*** Opening Recorded data ***
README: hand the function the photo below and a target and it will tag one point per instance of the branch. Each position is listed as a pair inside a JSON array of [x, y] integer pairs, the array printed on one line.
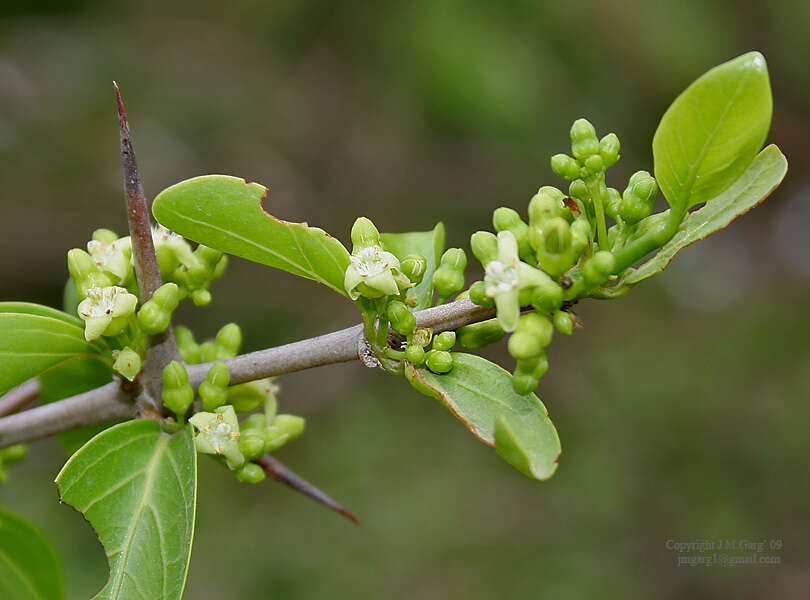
[[280, 472], [20, 397], [110, 402]]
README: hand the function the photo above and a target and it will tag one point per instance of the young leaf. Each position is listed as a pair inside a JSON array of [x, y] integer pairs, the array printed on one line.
[[480, 394], [38, 338], [29, 567], [226, 213], [429, 244], [712, 131], [137, 486], [758, 181]]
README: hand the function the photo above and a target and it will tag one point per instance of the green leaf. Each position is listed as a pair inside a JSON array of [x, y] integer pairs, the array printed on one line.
[[36, 338], [759, 180], [712, 132], [480, 394], [29, 567], [429, 244], [226, 213], [137, 486]]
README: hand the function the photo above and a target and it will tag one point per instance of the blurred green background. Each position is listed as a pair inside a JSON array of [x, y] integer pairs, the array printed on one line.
[[683, 408]]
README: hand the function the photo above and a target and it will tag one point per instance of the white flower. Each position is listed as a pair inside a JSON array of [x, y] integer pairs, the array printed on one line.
[[218, 433], [104, 311], [112, 258], [373, 273]]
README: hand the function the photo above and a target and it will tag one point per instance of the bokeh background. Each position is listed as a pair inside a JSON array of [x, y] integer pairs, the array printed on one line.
[[683, 408]]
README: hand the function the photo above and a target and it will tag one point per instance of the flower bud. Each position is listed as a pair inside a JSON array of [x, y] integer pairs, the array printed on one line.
[[364, 234], [439, 361], [415, 354], [156, 314], [563, 322], [609, 147], [413, 266], [445, 340], [283, 429], [484, 246], [228, 341], [214, 390], [127, 363], [177, 394], [251, 443], [583, 139], [479, 335], [402, 320], [478, 294], [598, 268], [250, 473], [565, 166]]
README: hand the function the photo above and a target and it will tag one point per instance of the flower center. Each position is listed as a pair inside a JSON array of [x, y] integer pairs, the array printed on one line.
[[500, 278], [368, 262]]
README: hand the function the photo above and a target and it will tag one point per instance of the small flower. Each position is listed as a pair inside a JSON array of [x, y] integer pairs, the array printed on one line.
[[104, 311], [373, 273], [218, 433], [505, 276], [112, 258]]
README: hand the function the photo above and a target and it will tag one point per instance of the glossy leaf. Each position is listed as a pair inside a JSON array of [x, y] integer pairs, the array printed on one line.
[[712, 131], [480, 394], [137, 486], [758, 181], [226, 213], [429, 244], [36, 338], [29, 567]]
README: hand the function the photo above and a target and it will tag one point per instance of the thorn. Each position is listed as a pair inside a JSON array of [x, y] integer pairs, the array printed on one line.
[[280, 472]]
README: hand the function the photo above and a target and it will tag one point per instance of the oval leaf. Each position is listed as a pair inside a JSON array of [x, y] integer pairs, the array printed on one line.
[[429, 244], [29, 567], [36, 338], [137, 486], [712, 131], [480, 394], [226, 213], [759, 180]]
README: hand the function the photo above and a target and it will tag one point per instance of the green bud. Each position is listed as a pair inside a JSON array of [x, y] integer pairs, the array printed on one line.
[[402, 320], [228, 341], [283, 429], [415, 354], [565, 166], [609, 147], [413, 266], [478, 294], [214, 390], [583, 139], [484, 246], [247, 397], [481, 334], [439, 361], [127, 363], [201, 297], [547, 203], [445, 340], [563, 322], [364, 234], [598, 268], [250, 473], [251, 443], [13, 454], [156, 314], [177, 394]]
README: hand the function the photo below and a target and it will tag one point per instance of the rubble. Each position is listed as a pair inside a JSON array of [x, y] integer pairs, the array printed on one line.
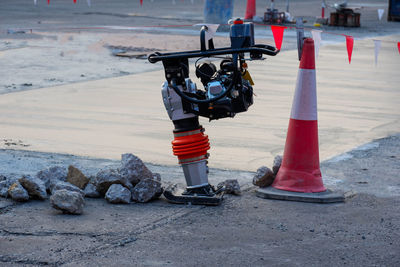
[[18, 193], [59, 185], [118, 194], [67, 201], [76, 177], [264, 177], [52, 175], [231, 186], [277, 164], [146, 190], [5, 185], [90, 191], [105, 178], [133, 169], [36, 188]]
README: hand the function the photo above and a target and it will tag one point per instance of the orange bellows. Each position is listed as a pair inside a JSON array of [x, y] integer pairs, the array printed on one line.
[[300, 171], [250, 9], [190, 146]]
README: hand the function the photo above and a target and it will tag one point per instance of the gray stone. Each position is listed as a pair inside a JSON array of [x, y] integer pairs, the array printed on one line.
[[67, 201], [133, 169], [117, 193], [106, 178], [156, 177], [59, 185], [52, 175], [277, 164], [35, 187], [18, 193], [264, 177], [146, 190], [4, 186], [76, 177], [231, 186], [90, 191]]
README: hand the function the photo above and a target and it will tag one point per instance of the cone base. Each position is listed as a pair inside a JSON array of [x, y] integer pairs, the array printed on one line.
[[323, 197], [309, 181]]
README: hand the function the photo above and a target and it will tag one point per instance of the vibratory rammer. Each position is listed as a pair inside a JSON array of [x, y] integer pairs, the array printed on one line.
[[227, 91]]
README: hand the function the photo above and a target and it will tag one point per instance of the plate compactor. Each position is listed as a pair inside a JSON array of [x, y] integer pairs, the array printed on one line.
[[227, 91]]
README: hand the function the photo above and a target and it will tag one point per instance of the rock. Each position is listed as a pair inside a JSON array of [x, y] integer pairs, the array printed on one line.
[[90, 191], [35, 187], [66, 186], [231, 187], [52, 175], [4, 186], [117, 193], [264, 177], [157, 177], [133, 169], [146, 190], [18, 193], [67, 201], [105, 178], [277, 164], [76, 177]]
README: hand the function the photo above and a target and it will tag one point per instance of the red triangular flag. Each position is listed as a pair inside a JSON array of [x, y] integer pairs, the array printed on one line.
[[349, 45], [277, 31]]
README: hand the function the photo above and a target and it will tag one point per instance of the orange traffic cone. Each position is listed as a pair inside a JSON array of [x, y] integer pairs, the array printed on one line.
[[299, 177], [250, 9]]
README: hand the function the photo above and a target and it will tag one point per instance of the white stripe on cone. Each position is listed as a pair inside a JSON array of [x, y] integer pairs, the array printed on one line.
[[304, 105]]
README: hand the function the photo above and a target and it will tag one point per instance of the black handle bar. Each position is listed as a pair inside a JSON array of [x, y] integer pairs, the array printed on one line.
[[261, 49]]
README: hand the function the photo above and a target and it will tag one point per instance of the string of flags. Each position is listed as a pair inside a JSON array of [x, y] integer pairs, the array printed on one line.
[[277, 32], [89, 2]]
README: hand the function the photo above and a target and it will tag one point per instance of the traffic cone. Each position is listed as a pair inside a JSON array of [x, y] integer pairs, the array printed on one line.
[[250, 9], [299, 177]]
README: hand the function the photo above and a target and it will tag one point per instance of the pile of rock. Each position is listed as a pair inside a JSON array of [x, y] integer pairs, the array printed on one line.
[[265, 176], [133, 181]]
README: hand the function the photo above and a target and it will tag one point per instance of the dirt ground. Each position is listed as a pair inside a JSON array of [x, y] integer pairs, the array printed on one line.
[[66, 99], [244, 231]]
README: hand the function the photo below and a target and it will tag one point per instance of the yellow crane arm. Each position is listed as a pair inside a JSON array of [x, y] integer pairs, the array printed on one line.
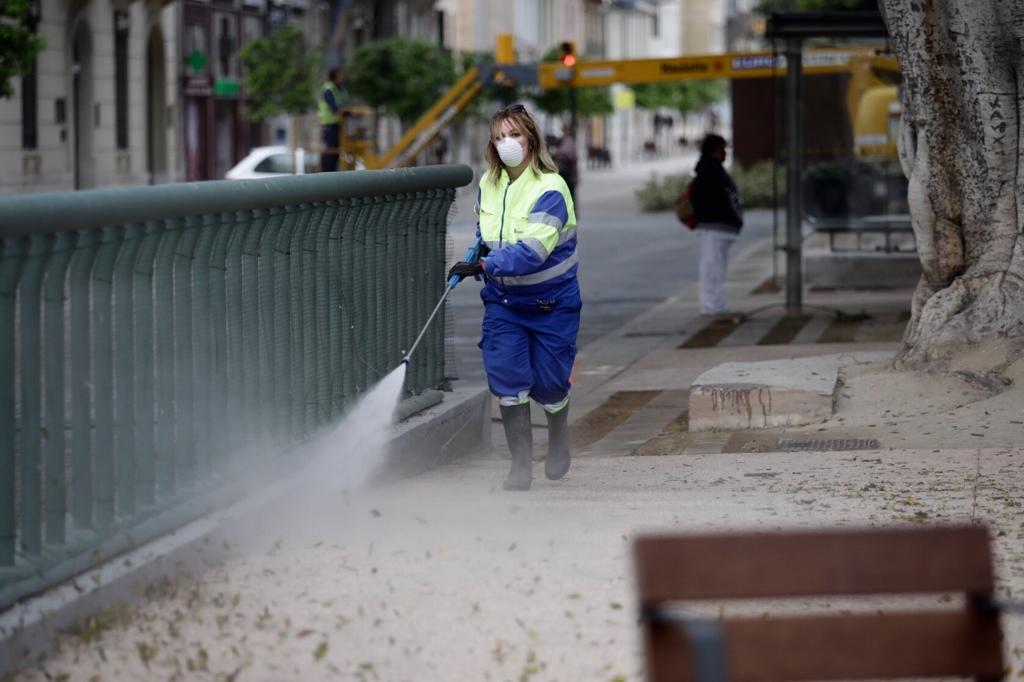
[[708, 67], [430, 123]]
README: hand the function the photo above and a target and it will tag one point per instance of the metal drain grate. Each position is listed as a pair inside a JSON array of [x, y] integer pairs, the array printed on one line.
[[827, 443]]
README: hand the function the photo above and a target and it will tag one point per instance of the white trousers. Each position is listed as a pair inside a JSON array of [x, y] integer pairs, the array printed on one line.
[[714, 260]]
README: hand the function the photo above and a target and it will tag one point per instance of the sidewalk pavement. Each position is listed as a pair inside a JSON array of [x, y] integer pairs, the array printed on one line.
[[446, 577]]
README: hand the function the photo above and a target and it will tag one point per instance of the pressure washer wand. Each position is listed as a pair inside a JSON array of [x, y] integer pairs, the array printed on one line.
[[472, 255]]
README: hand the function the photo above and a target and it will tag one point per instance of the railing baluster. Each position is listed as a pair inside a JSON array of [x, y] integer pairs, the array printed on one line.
[[315, 369], [252, 376], [202, 324], [81, 379], [220, 415], [238, 225], [10, 271], [102, 364], [124, 368], [163, 281], [331, 272], [31, 371], [282, 327], [145, 365], [55, 483], [184, 383], [267, 325], [296, 288]]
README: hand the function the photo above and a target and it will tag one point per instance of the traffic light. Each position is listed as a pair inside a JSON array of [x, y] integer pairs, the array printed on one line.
[[568, 53]]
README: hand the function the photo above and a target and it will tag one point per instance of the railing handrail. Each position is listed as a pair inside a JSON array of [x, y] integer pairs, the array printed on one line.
[[53, 212]]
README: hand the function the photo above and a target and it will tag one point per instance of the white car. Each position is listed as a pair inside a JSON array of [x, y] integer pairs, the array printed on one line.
[[273, 161], [278, 160]]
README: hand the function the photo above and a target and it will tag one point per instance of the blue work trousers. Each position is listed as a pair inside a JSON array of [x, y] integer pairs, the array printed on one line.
[[528, 342]]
*** Closing Recorded data ***
Only the lines from the one with "the railing handrail." through the final line above belong in the answer, each reproduced word for word.

README: hand the function the photo above and a target and it will tag one point per instance of the railing handrail. Each position is listed as a pair inside a JSON array of [x, y] integer pairs, the array printed on one line.
[[53, 212]]
README: hand the function the photo above and a target and it will tag one point per instance of the white car. Each position is listed as a pair inside a JSON array of [x, y] integer pairs, the array printed on one line.
[[273, 161], [278, 160]]
README: hand the function the photo above and a target and it will tag one point per instance of the blue work trousers. Each position is listed as a pair inside a JSON array of [x, y] integer pairs, the array printed on one line.
[[528, 342]]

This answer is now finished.